What is required: Reproduce, with no edits, the line that contains "Where can you spot the forested" and all the lines that follow it, ending with the last line of the records.

(Stored dataset items)
○ ○ ○ ○

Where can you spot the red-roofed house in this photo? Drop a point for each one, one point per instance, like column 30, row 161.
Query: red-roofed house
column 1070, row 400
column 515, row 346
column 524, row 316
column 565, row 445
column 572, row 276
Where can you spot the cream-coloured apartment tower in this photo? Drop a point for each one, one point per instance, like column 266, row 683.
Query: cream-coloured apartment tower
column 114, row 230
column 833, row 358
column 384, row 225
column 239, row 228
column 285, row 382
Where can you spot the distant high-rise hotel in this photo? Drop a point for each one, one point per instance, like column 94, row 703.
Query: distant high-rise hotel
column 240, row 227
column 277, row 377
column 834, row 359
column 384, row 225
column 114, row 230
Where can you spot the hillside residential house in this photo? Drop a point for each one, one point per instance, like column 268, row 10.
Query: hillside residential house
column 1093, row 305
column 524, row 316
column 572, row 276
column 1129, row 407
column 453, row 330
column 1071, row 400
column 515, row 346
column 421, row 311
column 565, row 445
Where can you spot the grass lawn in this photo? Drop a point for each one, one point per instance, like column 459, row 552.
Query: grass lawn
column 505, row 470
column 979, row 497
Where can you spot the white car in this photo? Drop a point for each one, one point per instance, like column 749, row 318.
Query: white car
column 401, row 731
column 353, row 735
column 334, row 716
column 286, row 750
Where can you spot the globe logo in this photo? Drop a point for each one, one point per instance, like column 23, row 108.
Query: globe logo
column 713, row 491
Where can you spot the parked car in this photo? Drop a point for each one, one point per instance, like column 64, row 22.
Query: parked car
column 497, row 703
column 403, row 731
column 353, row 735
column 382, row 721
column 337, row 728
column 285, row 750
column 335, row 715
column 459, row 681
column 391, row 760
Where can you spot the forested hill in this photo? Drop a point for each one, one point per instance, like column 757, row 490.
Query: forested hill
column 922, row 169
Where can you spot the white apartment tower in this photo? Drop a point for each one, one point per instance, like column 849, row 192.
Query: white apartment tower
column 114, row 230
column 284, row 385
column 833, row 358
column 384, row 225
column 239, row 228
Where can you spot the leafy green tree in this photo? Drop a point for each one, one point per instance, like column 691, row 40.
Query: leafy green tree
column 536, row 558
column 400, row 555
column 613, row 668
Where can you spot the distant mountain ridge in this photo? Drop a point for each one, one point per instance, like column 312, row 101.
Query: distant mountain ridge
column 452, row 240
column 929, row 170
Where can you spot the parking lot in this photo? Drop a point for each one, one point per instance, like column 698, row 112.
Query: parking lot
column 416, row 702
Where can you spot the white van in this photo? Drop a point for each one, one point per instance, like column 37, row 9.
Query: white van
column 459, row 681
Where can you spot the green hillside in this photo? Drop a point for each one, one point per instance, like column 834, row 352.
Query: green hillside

○ ○ ○ ○

Output for this task:
Where can you spot the forested hill in this photo? Drop a point for each one, one point per instance, like column 757, row 490.
Query: forested hill
column 922, row 169
Where can you spot the white apartment tower in this photo? Drop a point for each one, one point per instance, like column 849, row 192.
Query: white apartment tower
column 114, row 230
column 284, row 385
column 833, row 358
column 384, row 225
column 239, row 228
Where can you spot the leafy green tree in this photo? Drop a point for each one, one point per instance, like column 691, row 40.
Query: leafy green tree
column 536, row 558
column 400, row 555
column 613, row 668
Where can you spot the distant mountain ridge in this photo? Drop a point for each one, one point per instance, like column 312, row 101.
Query: distant mountain ridge
column 452, row 240
column 929, row 170
Where can you spot the parking lot in this photo? Drop a point for each one, one point per instance, like column 698, row 112.
Query: parking lot
column 416, row 702
Where can you spot the white van in this photo? Drop a point for each one, one point per instance, like column 37, row 9.
Query: white van
column 459, row 681
Where can you spot the green hillside in this photo? Drop a point for each one, one point per instance, like column 834, row 352.
Query: green hillside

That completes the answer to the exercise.